**Task statement:** Copy every one of the following records word for word, omitting the pictures.

--- --- ---

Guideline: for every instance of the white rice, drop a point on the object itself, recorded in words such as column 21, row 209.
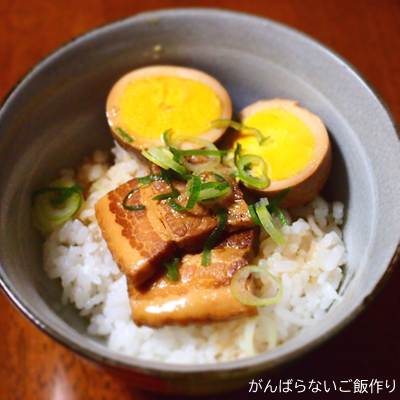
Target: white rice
column 309, row 265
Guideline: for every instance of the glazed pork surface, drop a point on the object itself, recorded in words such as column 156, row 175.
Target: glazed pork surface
column 202, row 293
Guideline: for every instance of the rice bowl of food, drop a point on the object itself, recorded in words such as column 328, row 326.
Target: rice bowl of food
column 187, row 213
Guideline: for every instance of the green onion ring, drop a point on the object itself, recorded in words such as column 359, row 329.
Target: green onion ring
column 164, row 159
column 249, row 180
column 49, row 211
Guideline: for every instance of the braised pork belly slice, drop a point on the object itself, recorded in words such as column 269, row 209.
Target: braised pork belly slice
column 138, row 240
column 141, row 240
column 202, row 293
column 238, row 211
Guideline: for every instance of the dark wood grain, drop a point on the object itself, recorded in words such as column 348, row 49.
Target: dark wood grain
column 366, row 32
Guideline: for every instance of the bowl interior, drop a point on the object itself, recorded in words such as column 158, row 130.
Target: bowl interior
column 56, row 117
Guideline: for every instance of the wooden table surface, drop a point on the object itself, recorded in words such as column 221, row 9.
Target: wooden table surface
column 367, row 33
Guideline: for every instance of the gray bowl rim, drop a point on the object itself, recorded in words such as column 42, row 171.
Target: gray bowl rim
column 166, row 368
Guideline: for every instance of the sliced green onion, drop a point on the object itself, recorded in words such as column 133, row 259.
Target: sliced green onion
column 244, row 164
column 125, row 135
column 173, row 194
column 146, row 180
column 253, row 214
column 172, row 269
column 274, row 206
column 213, row 190
column 56, row 204
column 164, row 159
column 267, row 223
column 211, row 241
column 203, row 152
column 241, row 292
column 193, row 192
column 228, row 123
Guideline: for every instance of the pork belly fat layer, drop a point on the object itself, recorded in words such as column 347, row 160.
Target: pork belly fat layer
column 203, row 292
column 138, row 240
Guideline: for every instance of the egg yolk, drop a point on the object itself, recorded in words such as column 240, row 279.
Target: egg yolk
column 290, row 143
column 150, row 106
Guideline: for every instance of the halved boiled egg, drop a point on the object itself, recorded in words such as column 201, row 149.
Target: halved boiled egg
column 297, row 149
column 148, row 101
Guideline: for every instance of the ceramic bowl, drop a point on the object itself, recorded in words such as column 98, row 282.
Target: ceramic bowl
column 55, row 116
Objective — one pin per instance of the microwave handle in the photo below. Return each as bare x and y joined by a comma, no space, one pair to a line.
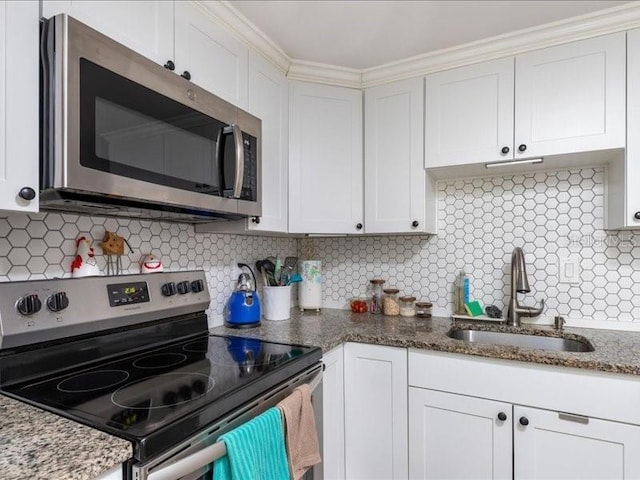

--- --- ---

**Exercise solution:**
Guideline: for every instance of the white rice, drop a point on the object itself, recorded in words such as column 21, row 209.
Target: white rice
column 309, row 265
Guideline: for every instance of the glazed pork surface, drop a point on the object itself, recorded in words such as column 156, row 175.
Target: glazed pork surface
column 202, row 293
Guideline: for every instance of the rice bowl of food, drop a point on the object itself, recorded in words such as column 328, row 326.
Target: rice bowl of food
column 187, row 213
Guideline: for every instance of the green onion ring, drop a point on the object itself, recorded in words such as column 359, row 329.
Target: green onion ring
column 164, row 159
column 249, row 180
column 49, row 211
Guideline: for every instance of the braised pork belly slice, drop a point on the object itself, recorded in words such as column 269, row 209.
Target: braised pork belly slice
column 138, row 240
column 141, row 240
column 202, row 293
column 238, row 211
Guideline: for every instance of the dark wood grain, drop a point on the object itself, recorded in words such as column 348, row 49.
Target: dark wood grain
column 366, row 32
Guideline: for every instance of the bowl interior, drop a point on the object itself, recorded in words such as column 158, row 130.
Target: bowl interior
column 56, row 117
Guideline: for every instance of the wooden table surface, drop a point on the object itself, recorded in words such as column 221, row 9.
Target: wooden table surface
column 367, row 33
Guideline: for every instance of the gray bowl rim, drop a point on the object itself, recorded in words such as column 42, row 171.
Target: gray bowl rim
column 166, row 368
Guideline: for every instance of the sliced green onion, drop a point on the object itself, recorded in words such as column 133, row 259.
Target: sliced green onion
column 244, row 164
column 125, row 135
column 173, row 194
column 146, row 180
column 253, row 214
column 172, row 269
column 274, row 206
column 213, row 190
column 56, row 204
column 164, row 159
column 267, row 223
column 211, row 241
column 203, row 152
column 241, row 292
column 193, row 192
column 228, row 123
Guideline: for every instance of the pork belly fat layer, drop a point on the object itself, recorded in words such as column 347, row 160.
Target: pork belly fat layer
column 203, row 292
column 138, row 240
Guideline: for every instance of the egg yolk, drop a point on the object itself, recorded in words such as column 240, row 279.
Target: egg yolk
column 290, row 143
column 150, row 106
Guideline: for every instance of the halved boiled egg, drop a point on the object itself, recorded in words such as column 201, row 149.
Target: halved boiled egg
column 297, row 149
column 148, row 101
Guideline: for every instance of the ceramic bowl, drop a point on the object itself, recorded in words such as column 98, row 282.
Target: ceramic bowl
column 55, row 116
Objective — one pin per instance of the microwave handle in the photo below. Return each as bare x and y joined by a comma, no space, one pair to a line.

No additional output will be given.